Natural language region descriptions

=-=-=-=-=

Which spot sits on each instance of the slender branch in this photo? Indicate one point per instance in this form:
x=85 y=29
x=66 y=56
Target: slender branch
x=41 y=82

=-=-=-=-=

* What you have to do *
Reproduce the records above in their entirety, unchanged.

* Solved problem *
Which spot sits on each instance of the slender branch in this photo? Indicate one point per instance in this form:
x=85 y=29
x=66 y=56
Target: slender branch
x=41 y=82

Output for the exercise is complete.